> _Text shown_

*** Begin section ***

January, 2014
Eat, Drink, and Be Merry for Your Cardiac Health
by Larry
For this Valentine's Day edition, it seems appropriate to focus on heart-friendly activities, consumables, and attitudes. These may or may not be consistent with how we actually live or were brought up, but we have it on good authority that they are great for one's quality and longevity of life. In most cases, they are also fun, rewarding, or tasty, and otherwise not particularly odious.
In no special order, then, here goes:
- Each day, find an opportunity to add a pinch or a few sprinkles of ground cinnamon. A small daily supplement of cinnamon, it turns out, helps with the body's processing of sugar, which can aid in avoiding diabetes or its complications. Diabetes can be quite destructive of cardiac health and function. So lessening the disease's likelihood or effects is a pretty good gift to one's heart. For myself, I enjoy a light dusting of cinnamon on toast, cereal, or slices of fresh apple.
- Be merry, happy, joyful, and otherwise troubled little by stress. Such attitudes are great boons to one's overall health, which of course includes the cardiovascular system.
- Take a walk, play with a dog, pet and chase a cat, or engage in equivalent other aerobic exercise for about a half-hour or more a day. This does wonders in many ways, but especially so for the heart. If one can walk briskly, so much the better. Research has shown that, everything else being equal, the faster one normally walks, the greater one's life expectancy.
- Eat an apple or more a day. The Chinese, we are told, believe so in the health efficacy of apples that they try to eat three a day. Presumably they are not the giant ones sometimes sees in stores now that can each weigh a pound or more. In the West, we are doing well to at least consume one standard-sized apple and so, as the proverb goes, keep the doctor away.
- Take a daily "baby" aspirin (81 mg). I think the idea here is that it thins the blood just enough to cut down on the build-up of harmful plaque in capillaries and heart vessels, yet is not of sufficient quantity that it also does harm to the digestive system.
- Drink a moderate amount of coffee or of green, black, or oolong tea. Such beverages reduce bad cholesterol, increase good cholesterol, and lower triglyceride levels in the blood. They can also decrease the risk of hypertension.

*** End section ***

> _Listed records_
*** Begin section ***

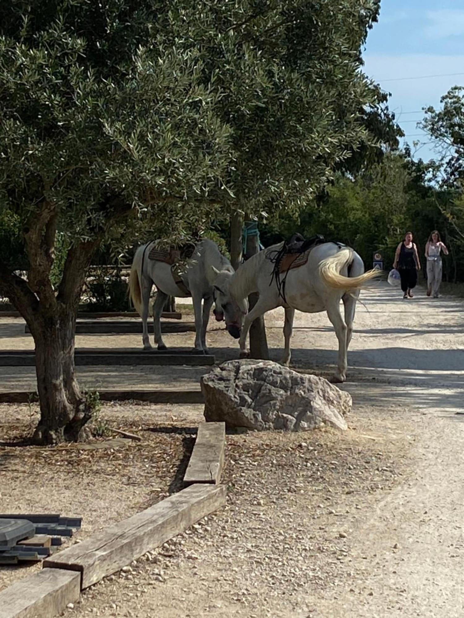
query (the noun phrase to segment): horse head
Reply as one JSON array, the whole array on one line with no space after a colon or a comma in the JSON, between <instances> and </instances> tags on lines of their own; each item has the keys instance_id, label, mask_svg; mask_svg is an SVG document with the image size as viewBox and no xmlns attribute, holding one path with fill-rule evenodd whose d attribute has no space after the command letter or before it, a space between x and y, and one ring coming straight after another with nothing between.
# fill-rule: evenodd
<instances>
[{"instance_id":1,"label":"horse head","mask_svg":"<svg viewBox=\"0 0 464 618\"><path fill-rule=\"evenodd\" d=\"M226 329L230 335L238 339L240 337L245 316L248 312L246 299L238 302L230 291L233 272L218 271L214 266L216 274L213 284L215 308L213 311L218 322L225 320Z\"/></svg>"}]
</instances>

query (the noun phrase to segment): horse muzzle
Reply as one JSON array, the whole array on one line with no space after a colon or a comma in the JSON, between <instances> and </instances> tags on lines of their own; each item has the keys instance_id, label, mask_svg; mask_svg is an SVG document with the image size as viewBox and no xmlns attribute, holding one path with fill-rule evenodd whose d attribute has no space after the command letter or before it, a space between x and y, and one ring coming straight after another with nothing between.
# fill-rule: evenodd
<instances>
[{"instance_id":1,"label":"horse muzzle","mask_svg":"<svg viewBox=\"0 0 464 618\"><path fill-rule=\"evenodd\" d=\"M240 338L240 331L241 328L238 326L236 324L231 324L227 327L227 331L231 336L233 337L234 339L238 339Z\"/></svg>"},{"instance_id":2,"label":"horse muzzle","mask_svg":"<svg viewBox=\"0 0 464 618\"><path fill-rule=\"evenodd\" d=\"M224 314L221 311L217 311L216 309L213 310L213 313L216 318L217 322L222 322L224 320Z\"/></svg>"}]
</instances>

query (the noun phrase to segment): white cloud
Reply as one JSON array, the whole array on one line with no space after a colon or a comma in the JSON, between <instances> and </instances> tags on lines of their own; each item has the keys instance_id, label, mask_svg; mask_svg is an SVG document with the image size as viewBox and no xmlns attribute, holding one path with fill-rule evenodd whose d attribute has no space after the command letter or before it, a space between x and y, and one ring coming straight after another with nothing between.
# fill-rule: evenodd
<instances>
[{"instance_id":1,"label":"white cloud","mask_svg":"<svg viewBox=\"0 0 464 618\"><path fill-rule=\"evenodd\" d=\"M428 38L442 39L464 35L464 10L429 11L426 17L430 23L424 32Z\"/></svg>"}]
</instances>

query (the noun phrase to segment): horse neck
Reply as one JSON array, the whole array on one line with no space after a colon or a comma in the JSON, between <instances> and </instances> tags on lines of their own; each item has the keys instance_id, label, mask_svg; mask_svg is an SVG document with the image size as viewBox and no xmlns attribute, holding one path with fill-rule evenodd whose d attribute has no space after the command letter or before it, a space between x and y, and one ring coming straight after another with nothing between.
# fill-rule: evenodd
<instances>
[{"instance_id":1,"label":"horse neck","mask_svg":"<svg viewBox=\"0 0 464 618\"><path fill-rule=\"evenodd\" d=\"M258 291L258 274L264 256L260 252L244 262L236 271L230 282L230 293L236 300L243 300Z\"/></svg>"},{"instance_id":2,"label":"horse neck","mask_svg":"<svg viewBox=\"0 0 464 618\"><path fill-rule=\"evenodd\" d=\"M213 269L213 266L218 271L228 271L233 273L233 270L230 262L225 256L222 255L215 243L213 243L212 240L208 241L205 243L204 247L206 277L209 284L212 286L217 277Z\"/></svg>"}]
</instances>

*** End section ***

> _Task list_
a: In the heart-health column, how large is the daily "baby" aspirin dose?
b: Reproduce the heart-health column word for word, beginning at the words "In no special" and stopping after "of fresh apple.".
c: List every kind of tea the heart-health column names.
The items play no part here.

> _Expected responses_
a: 81 mg

b:
In no special order, then, here goes:
- Each day, find an opportunity to add a pinch or a few sprinkles of ground cinnamon. A small daily supplement of cinnamon, it turns out, helps with the body's processing of sugar, which can aid in avoiding diabetes or its complications. Diabetes can be quite destructive of cardiac health and function. So lessening the disease's likelihood or effects is a pretty good gift to one's heart. For myself, I enjoy a light dusting of cinnamon on toast, cereal, or slices of fresh apple.

c: green, black, oolong